**PROBLEM REQUIREMENTS**
Rewrite the entries as a JSON list of strings, one string per line with blank lines dropped, starting at the line containing "task: segment the pale sky" and ending after the line containing "M 227 57 L 256". Omit the pictures from your answer.

+ + + + +

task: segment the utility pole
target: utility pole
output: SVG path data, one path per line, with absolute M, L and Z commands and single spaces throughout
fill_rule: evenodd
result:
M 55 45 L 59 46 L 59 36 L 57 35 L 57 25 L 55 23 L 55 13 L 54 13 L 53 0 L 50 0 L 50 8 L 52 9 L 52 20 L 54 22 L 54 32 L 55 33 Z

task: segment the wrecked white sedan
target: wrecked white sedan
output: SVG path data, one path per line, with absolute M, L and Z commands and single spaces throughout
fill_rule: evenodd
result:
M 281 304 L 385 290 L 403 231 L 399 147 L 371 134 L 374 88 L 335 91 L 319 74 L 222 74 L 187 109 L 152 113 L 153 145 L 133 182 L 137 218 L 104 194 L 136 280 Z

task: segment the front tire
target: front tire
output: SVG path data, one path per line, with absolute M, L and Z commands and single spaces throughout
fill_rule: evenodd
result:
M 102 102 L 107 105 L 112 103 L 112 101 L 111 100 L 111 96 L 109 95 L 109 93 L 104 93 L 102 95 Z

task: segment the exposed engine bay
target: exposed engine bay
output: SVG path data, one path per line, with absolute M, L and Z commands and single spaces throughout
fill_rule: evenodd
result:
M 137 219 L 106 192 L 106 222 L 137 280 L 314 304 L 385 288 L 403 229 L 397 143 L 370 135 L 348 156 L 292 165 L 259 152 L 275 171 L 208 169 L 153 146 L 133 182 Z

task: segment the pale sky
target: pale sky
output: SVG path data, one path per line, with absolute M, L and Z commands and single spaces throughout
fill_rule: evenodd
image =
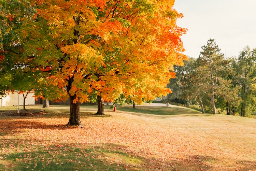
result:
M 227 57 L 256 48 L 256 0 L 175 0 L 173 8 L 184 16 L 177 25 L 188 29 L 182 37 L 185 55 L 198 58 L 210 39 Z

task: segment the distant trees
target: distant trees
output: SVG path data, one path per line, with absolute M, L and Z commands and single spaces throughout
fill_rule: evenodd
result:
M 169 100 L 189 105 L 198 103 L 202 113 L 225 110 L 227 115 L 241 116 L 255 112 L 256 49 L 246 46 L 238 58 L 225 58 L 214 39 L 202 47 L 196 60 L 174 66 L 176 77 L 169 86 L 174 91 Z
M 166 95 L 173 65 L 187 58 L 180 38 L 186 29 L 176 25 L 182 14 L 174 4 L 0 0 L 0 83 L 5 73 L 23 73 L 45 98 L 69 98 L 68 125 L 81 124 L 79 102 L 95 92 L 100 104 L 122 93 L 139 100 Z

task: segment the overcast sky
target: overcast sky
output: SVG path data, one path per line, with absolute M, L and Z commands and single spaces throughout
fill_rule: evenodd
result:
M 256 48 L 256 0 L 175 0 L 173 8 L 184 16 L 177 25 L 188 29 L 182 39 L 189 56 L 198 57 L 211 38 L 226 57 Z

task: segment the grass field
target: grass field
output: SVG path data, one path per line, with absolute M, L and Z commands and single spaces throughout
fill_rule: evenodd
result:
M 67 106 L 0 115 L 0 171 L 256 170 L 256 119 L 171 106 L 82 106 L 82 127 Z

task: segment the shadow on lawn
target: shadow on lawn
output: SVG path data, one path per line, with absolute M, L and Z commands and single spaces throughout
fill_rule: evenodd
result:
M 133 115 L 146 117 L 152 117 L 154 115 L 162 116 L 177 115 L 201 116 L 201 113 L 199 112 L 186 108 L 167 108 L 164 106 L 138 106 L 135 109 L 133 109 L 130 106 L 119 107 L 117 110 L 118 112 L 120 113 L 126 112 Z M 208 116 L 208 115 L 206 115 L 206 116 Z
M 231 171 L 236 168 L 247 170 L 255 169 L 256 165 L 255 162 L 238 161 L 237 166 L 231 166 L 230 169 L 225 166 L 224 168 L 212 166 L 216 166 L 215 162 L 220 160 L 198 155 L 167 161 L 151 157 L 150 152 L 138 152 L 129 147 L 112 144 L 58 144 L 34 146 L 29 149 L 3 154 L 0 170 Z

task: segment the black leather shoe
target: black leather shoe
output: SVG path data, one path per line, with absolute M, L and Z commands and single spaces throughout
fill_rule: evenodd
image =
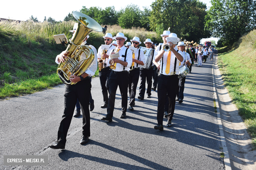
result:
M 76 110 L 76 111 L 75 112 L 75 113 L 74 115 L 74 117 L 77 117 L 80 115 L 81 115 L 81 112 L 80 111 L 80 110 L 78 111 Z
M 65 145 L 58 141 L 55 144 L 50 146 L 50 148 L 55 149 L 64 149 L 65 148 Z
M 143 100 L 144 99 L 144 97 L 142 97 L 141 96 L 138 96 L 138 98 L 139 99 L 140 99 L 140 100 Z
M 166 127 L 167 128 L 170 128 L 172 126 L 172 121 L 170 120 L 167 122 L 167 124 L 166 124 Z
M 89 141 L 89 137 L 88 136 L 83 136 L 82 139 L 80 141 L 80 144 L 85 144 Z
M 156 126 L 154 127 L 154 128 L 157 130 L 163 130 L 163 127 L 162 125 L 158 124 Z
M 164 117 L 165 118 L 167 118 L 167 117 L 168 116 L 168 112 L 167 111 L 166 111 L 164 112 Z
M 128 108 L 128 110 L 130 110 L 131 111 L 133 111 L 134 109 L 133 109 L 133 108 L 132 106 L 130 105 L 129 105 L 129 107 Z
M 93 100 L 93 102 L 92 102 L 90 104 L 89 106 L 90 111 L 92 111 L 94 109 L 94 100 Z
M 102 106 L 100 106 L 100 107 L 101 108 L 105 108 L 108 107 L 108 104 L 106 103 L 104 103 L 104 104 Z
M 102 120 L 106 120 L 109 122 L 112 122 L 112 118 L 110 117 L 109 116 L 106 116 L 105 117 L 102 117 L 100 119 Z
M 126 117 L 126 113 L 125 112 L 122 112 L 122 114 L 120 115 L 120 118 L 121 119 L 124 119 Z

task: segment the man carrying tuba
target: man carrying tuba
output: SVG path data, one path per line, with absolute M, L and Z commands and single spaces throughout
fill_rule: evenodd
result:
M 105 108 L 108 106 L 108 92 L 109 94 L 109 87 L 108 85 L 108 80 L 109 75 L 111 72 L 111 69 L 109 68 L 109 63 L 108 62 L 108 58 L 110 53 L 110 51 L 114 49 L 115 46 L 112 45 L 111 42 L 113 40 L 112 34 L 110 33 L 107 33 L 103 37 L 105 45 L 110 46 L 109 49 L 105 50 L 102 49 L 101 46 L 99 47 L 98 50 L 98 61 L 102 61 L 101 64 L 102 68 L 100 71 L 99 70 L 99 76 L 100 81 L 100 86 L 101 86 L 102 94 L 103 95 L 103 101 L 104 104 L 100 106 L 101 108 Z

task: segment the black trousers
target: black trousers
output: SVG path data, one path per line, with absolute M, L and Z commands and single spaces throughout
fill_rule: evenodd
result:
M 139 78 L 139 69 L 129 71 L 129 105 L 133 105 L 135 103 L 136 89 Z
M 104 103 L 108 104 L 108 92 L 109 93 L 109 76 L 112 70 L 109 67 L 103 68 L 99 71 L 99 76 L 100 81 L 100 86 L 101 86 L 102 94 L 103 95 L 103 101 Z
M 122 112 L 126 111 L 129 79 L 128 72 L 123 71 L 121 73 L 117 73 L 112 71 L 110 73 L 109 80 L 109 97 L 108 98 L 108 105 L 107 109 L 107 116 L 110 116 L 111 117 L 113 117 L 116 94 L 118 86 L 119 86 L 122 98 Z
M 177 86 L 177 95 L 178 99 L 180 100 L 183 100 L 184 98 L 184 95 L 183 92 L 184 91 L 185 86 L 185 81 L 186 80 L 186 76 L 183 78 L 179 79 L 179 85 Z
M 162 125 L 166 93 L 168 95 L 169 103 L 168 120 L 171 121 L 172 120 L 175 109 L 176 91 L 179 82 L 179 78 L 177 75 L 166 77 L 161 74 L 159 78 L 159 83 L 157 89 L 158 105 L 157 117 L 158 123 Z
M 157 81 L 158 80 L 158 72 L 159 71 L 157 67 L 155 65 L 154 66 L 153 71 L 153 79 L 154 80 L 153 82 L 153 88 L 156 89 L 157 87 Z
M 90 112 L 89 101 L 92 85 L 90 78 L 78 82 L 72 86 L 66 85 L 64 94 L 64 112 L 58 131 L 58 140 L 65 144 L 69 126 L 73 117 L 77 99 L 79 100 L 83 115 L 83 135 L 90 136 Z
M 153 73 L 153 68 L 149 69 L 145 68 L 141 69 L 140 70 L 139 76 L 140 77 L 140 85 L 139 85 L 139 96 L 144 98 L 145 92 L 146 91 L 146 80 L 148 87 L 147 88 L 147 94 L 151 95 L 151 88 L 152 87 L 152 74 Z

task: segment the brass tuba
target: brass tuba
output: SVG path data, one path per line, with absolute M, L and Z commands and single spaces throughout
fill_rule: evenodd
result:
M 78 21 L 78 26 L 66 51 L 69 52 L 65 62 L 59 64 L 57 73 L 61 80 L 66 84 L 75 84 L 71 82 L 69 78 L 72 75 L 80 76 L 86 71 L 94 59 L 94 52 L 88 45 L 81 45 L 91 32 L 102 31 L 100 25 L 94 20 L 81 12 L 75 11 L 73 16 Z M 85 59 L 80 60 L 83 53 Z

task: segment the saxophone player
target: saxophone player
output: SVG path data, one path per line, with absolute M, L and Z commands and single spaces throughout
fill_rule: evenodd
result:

+ + + + +

**SOLUTION**
[
  "task: segment the pale sky",
  "target: pale sky",
  "output: SVG path data, one path per line, with absolute M, L and Z commands and single spaces throughout",
  "fill_rule: evenodd",
  "image =",
  "result:",
  "M 227 57 L 256 48 L 256 0 L 175 0 L 173 8 L 184 16 L 177 25 L 188 29 L 182 37 L 185 55 L 198 58 L 210 39 Z"
]